_Exercise instructions_
1. Could you reproduce, word for word, the part of the Rangers blog post starting at "Taking a Date" and ending at "thought I’d share."?
2. Using the Rangers blog post, answer each of these:
(a) Under which month and year is the post archived?
(b) What does the writer say getting dinner with someone unfamiliar tends to feel like?
(c) Which opponent were the Rangers playing at the game the writer attended on a date?
## BEGIN Source document
Talking about the Rangers, unless I decide to talk about something else

Archive for December, 2011

Taking a Date to a Ranger Game

One fun fact to know about me: I’m not a guy that goes on many dates. Or at least what I consider dates, anyway. I don’t like to go get dinner or something with a person I don’t know, because that tends to feel like an interview and I am terrified of things going horribly wrong. Also, because there’s about a 200 percent chance it would end up looking something like this:

When I’ve had a girlfriend and gone out to do something with her, it’s not something I consider a date because I’m already comfortable with the person and it doesn’t feel stressful. So, when I went on a date to the game against Tampa last Thursday, it was relatively out of character. But I had a few observations about being on a date at a game that I thought I’d share.
## END Source document
## BEGIN Source material
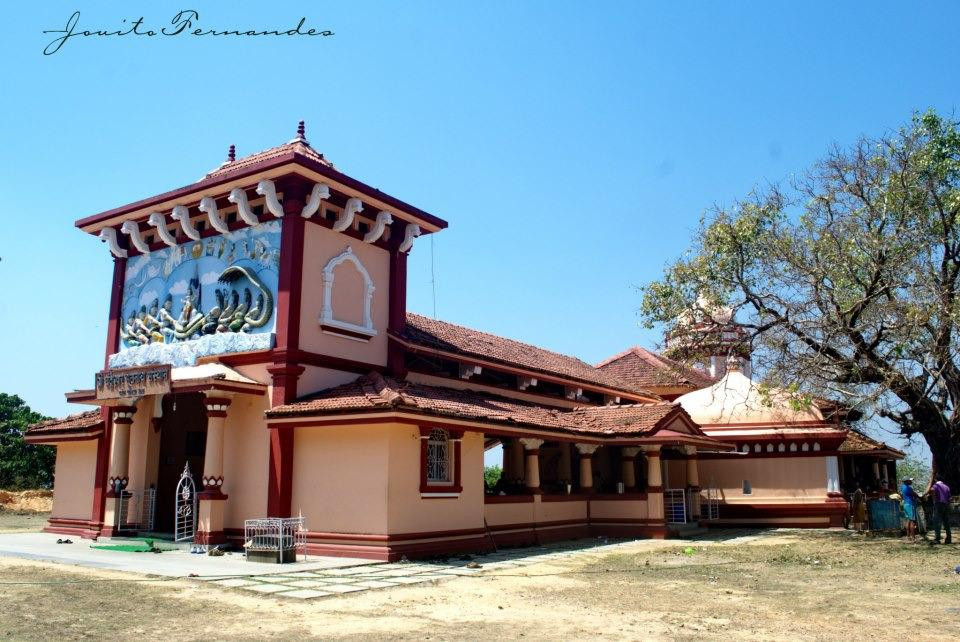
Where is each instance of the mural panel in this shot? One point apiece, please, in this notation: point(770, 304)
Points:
point(212, 296)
## END Source material
_Solutions to the problems_
1.
Taking a Date to a Ranger Game

One fun fact to know about me: I’m not a guy that goes on many dates. Or at least what I consider dates, anyway. I don’t like to go get dinner or something with a person I don’t know, because that tends to feel like an interview and I am terrified of things going horribly wrong. Also, because there’s about a 200 percent chance it would end up looking something like this:

When I’ve had a girlfriend and gone out to do something with her, it’s not something I consider a date because I’m already comfortable with the person and it doesn’t feel stressful. So, when I went on a date to the game against Tampa last Thursday, it was relatively out of character. But I had a few observations about being on a date at a game that I thought I’d share.

2.
(a) December 2011
(b) An interview
(c) Tampa